EXCERPTED DATA:
════

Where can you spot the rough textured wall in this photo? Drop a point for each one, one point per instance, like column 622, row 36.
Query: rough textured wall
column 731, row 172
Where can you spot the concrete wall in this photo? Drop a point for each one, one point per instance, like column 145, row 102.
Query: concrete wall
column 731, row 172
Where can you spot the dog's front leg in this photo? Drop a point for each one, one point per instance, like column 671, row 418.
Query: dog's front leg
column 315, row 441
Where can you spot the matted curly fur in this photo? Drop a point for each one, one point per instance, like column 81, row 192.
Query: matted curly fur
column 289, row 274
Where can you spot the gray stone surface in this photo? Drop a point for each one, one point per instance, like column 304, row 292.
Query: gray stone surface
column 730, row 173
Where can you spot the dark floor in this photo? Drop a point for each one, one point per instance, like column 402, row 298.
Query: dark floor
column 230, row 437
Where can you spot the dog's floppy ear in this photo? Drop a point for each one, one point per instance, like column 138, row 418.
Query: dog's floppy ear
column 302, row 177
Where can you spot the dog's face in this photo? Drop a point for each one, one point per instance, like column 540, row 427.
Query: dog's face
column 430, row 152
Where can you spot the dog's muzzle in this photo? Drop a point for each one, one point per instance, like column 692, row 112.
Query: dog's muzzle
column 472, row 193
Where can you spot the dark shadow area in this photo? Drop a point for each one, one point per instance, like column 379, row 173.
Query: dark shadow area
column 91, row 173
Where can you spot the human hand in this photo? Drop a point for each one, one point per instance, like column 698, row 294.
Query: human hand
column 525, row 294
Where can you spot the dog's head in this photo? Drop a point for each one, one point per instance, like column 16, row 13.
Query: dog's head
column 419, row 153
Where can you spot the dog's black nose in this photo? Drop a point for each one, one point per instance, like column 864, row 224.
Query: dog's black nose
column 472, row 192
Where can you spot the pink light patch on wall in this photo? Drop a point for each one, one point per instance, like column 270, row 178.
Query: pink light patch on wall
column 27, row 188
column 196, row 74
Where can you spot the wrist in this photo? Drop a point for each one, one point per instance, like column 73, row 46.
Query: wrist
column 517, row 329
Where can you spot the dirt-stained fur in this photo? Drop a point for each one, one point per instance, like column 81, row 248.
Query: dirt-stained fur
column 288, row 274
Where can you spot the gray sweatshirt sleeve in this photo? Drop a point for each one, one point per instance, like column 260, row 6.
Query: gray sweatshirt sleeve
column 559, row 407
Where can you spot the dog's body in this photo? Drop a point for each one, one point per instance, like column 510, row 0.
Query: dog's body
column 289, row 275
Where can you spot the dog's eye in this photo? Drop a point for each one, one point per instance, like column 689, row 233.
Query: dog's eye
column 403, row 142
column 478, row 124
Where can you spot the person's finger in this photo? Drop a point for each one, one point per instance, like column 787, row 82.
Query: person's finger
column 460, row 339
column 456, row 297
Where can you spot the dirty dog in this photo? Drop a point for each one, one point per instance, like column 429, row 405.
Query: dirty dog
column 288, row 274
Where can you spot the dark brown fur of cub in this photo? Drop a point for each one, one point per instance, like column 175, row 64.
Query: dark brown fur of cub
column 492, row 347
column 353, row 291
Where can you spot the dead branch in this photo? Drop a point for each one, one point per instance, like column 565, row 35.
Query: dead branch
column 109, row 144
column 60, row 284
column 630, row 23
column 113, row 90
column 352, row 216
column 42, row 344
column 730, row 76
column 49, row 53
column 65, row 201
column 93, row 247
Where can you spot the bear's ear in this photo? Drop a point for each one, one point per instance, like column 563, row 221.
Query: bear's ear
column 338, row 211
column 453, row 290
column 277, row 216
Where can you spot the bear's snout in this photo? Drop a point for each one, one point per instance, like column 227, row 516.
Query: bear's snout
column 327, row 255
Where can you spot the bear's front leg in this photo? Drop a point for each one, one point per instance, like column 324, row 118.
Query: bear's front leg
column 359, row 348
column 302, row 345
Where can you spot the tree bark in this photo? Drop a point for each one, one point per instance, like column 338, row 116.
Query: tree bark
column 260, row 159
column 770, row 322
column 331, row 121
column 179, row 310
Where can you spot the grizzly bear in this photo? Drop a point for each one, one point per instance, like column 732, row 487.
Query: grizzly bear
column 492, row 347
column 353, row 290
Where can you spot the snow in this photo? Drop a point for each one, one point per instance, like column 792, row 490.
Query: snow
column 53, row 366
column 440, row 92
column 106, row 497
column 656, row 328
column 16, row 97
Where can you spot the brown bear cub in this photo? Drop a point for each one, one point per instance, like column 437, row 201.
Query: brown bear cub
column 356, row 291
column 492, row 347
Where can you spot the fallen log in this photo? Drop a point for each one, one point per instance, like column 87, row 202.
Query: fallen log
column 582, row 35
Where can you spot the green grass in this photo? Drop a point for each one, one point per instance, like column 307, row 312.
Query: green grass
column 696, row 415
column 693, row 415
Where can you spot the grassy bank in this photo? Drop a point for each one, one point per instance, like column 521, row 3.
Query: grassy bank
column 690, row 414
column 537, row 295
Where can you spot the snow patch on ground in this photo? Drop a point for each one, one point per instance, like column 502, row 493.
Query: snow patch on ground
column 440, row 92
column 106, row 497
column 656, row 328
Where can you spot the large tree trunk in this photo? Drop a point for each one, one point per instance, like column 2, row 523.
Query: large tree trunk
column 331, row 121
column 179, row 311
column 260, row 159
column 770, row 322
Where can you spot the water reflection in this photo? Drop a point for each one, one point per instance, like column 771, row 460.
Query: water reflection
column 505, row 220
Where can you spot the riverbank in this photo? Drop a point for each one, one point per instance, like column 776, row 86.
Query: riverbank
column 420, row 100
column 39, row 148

════

WORK INSTRUCTIONS:
Repeat the line that contains "Where can you spot the large", then every line after it until the records end, with nothing added.

COMPLETE RESPONSE:
Where can you spot the large tree trunk in this photo? Drop a point for each one, one point per instance, like column 2, row 523.
Query: large tree trunk
column 331, row 121
column 179, row 311
column 260, row 159
column 770, row 322
Where can you spot the water reflection in this photo? Drop a point for each one, one point per instance, like column 771, row 460.
Query: water reflection
column 505, row 220
Where can you spot the riverbank in this photo? Drop a point for each one, one point per instance, like column 776, row 86.
Query: riverbank
column 420, row 100
column 39, row 148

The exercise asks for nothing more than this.